Pictures do not belong in the copy; quote every entry below exactly.
(DATA TO USE Opens)
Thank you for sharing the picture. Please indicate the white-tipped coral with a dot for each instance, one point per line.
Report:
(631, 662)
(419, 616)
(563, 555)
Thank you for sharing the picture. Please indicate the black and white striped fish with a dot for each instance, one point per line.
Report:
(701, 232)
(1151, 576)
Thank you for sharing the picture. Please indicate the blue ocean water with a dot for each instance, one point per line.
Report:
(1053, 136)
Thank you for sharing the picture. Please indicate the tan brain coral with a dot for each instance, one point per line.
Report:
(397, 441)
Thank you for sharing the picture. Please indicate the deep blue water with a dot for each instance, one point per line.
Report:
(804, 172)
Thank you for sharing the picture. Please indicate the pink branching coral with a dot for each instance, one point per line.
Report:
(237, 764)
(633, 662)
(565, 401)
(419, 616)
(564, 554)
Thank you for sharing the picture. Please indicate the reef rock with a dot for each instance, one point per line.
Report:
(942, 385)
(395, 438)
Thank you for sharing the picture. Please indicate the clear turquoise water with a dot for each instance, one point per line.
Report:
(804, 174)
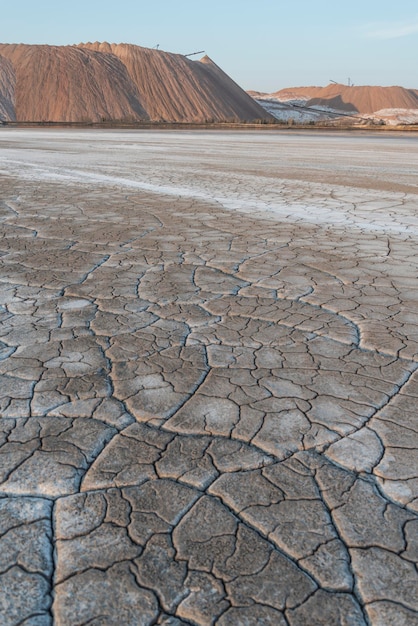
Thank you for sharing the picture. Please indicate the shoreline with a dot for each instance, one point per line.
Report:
(216, 126)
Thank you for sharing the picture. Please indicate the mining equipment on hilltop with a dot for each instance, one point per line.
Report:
(DATA TO USE Closes)
TASK RESULT:
Thank you for sharing the picture. Please indicate the white-tipped coral with a dot for each instance, one point per line.
Report:
(631, 662)
(419, 616)
(563, 555)
Thank you for sharing the picture. Please indicate the black and white striped fish with a dot for each instance, one point per line.
Report:
(701, 232)
(1151, 576)
Thank you for sharing the picture. Please indicate the blue ocean water with a dot for each instance, one point per line.
Report:
(1053, 136)
Thank you for sharing the picture. Please indicate the tan brain coral with a dot for each instance, one point per line.
Report:
(397, 441)
Thank you for sharing the picture. Please indicate the deep blue water with a dot for each instance, one point per line.
Report:
(804, 172)
Thank you for sharing the picture. Please indicate the pink branching coral with a dot for each instance, one point per line.
Report:
(237, 764)
(633, 662)
(565, 401)
(419, 616)
(564, 554)
Thank you for sharing the picture. Please indicate the reef rock with a dot for each instance, one point per line.
Report:
(942, 385)
(395, 438)
Thank you for sharing the picture. Please indicate the clear turquoise water with a dot for each instance, one point per line.
Report:
(804, 174)
Thank you for sharing the picture. Please indicate the shoreline with a dot for each instance, one point per line.
Report:
(216, 126)
Thank you for sharing the picture. Please indicate the mining equipment on hilltop with a dot for each instance, one point per line.
Report:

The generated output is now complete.